╔══
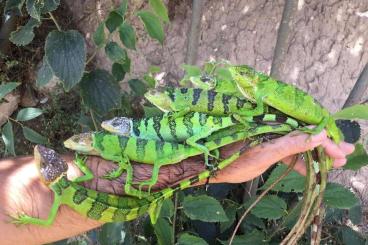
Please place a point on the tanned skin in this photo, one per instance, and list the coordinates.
(20, 188)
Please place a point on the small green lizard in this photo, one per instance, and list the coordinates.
(190, 128)
(292, 101)
(97, 205)
(184, 100)
(122, 149)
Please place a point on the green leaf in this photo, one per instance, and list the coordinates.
(113, 21)
(33, 136)
(115, 52)
(355, 214)
(122, 8)
(187, 239)
(353, 112)
(293, 182)
(66, 55)
(118, 71)
(163, 232)
(357, 159)
(34, 8)
(50, 5)
(270, 207)
(150, 111)
(153, 25)
(167, 209)
(8, 138)
(160, 9)
(99, 35)
(24, 34)
(7, 88)
(44, 74)
(127, 35)
(28, 113)
(100, 92)
(111, 233)
(349, 236)
(204, 208)
(137, 86)
(255, 237)
(14, 5)
(337, 196)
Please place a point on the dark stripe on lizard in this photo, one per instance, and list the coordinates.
(211, 95)
(196, 95)
(225, 102)
(188, 123)
(157, 126)
(141, 147)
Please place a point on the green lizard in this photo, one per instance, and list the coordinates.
(122, 149)
(184, 100)
(189, 129)
(292, 101)
(97, 205)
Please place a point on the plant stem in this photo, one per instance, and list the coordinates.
(93, 120)
(54, 20)
(287, 171)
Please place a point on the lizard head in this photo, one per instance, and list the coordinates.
(82, 143)
(160, 98)
(118, 125)
(50, 164)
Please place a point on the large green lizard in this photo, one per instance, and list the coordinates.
(184, 100)
(97, 205)
(259, 87)
(189, 129)
(122, 149)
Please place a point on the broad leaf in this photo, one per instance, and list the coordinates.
(187, 239)
(113, 21)
(127, 35)
(255, 237)
(24, 34)
(269, 207)
(66, 55)
(153, 25)
(13, 5)
(293, 182)
(118, 71)
(99, 35)
(28, 114)
(137, 86)
(34, 8)
(357, 159)
(353, 112)
(337, 196)
(115, 52)
(33, 136)
(50, 5)
(44, 74)
(204, 208)
(111, 233)
(100, 92)
(163, 232)
(8, 138)
(160, 9)
(7, 88)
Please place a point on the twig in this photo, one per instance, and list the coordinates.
(287, 171)
(193, 38)
(54, 20)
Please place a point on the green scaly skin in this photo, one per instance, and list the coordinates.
(97, 205)
(187, 129)
(122, 149)
(184, 100)
(262, 89)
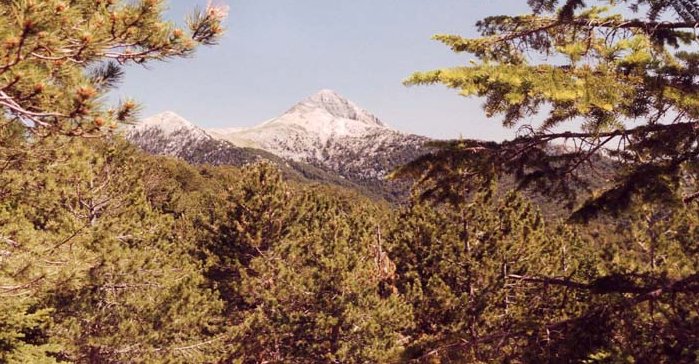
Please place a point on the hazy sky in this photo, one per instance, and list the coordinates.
(276, 52)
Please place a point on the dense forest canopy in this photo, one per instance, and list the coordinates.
(616, 78)
(109, 255)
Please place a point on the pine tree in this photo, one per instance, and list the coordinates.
(90, 263)
(628, 83)
(58, 58)
(303, 272)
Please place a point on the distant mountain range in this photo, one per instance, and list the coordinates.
(325, 137)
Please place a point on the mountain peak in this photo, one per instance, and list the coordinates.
(337, 106)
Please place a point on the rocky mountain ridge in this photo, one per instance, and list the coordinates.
(325, 134)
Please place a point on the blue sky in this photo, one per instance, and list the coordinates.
(277, 52)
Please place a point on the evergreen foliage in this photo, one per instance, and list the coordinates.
(58, 58)
(626, 82)
(108, 255)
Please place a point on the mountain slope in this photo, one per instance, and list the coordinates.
(324, 138)
(329, 131)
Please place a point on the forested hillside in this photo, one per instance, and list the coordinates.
(111, 255)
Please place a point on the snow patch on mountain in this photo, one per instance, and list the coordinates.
(317, 130)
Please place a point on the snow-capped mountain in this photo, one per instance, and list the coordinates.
(325, 131)
(330, 131)
(170, 134)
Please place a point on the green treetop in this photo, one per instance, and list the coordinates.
(605, 83)
(57, 58)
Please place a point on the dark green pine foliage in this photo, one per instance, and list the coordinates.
(304, 273)
(603, 83)
(460, 267)
(59, 58)
(85, 246)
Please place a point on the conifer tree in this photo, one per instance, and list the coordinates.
╚══
- _TASK OBJECTIVE_: Output only the lines that run from the line containing "Please place a point on the twig" to the last line of the data, exactly as they stand and without pictures.

- _RESPONSE AREA_:
Please place a point on the twig in this photo, one per instance, and list the coordinates.
(287, 171)
(193, 38)
(54, 20)
Please place a point on the green scaly skin in this photo, one per instance, and list the coordinates.
(97, 205)
(187, 129)
(122, 149)
(184, 100)
(262, 89)
Please place a point on the hazy sky in this photo, one per instance, and list the coordinates.
(276, 52)
Please place a point on the dense forest canopy in this photo, one per instance, and list the coordinates.
(616, 78)
(109, 255)
Please place a point on the pine tree in this photo, one per instance, and list the coordinates.
(90, 263)
(628, 83)
(58, 58)
(303, 272)
Please place a point on the distant mountain range in this photo, one per instance, and list the coordinates.
(325, 137)
Please place a point on the mountain peak in this photo, one per instance, and list the coordinates.
(337, 106)
Please place a point on the rocky mountain ridge in this photo, one per instance, and list the coordinates.
(325, 134)
Please place a point on the blue sky in this photo, one per instance, and list the coordinates.
(277, 52)
Please place a point on the evergreen foliage in this photo, one per instance, and list the coordinates.
(58, 58)
(626, 82)
(108, 255)
Please place a point on the mountain slope in this photo, one per instance, and list the coordinates.
(324, 138)
(329, 131)
Please place a point on the forested hillside in this photo, one per instance, and list the coordinates.
(111, 255)
Please place a point on the snow patch on mountain in this photo, one per instance, and list the coordinates.
(317, 130)
Please place a point on the snow-capped mountain in this photo, one per instance, and list the coordinates.
(325, 131)
(330, 131)
(170, 134)
Please place a point on the green treetop in this photo, one per instance, and list the coordinates.
(605, 83)
(57, 58)
Please place a point on the dark green pine foliage in this photo, one per instance, and list the coordinates.
(304, 273)
(603, 83)
(460, 267)
(59, 58)
(85, 246)
Please place a point on the conifer tree in this photo, one per instance, and list the coordinates.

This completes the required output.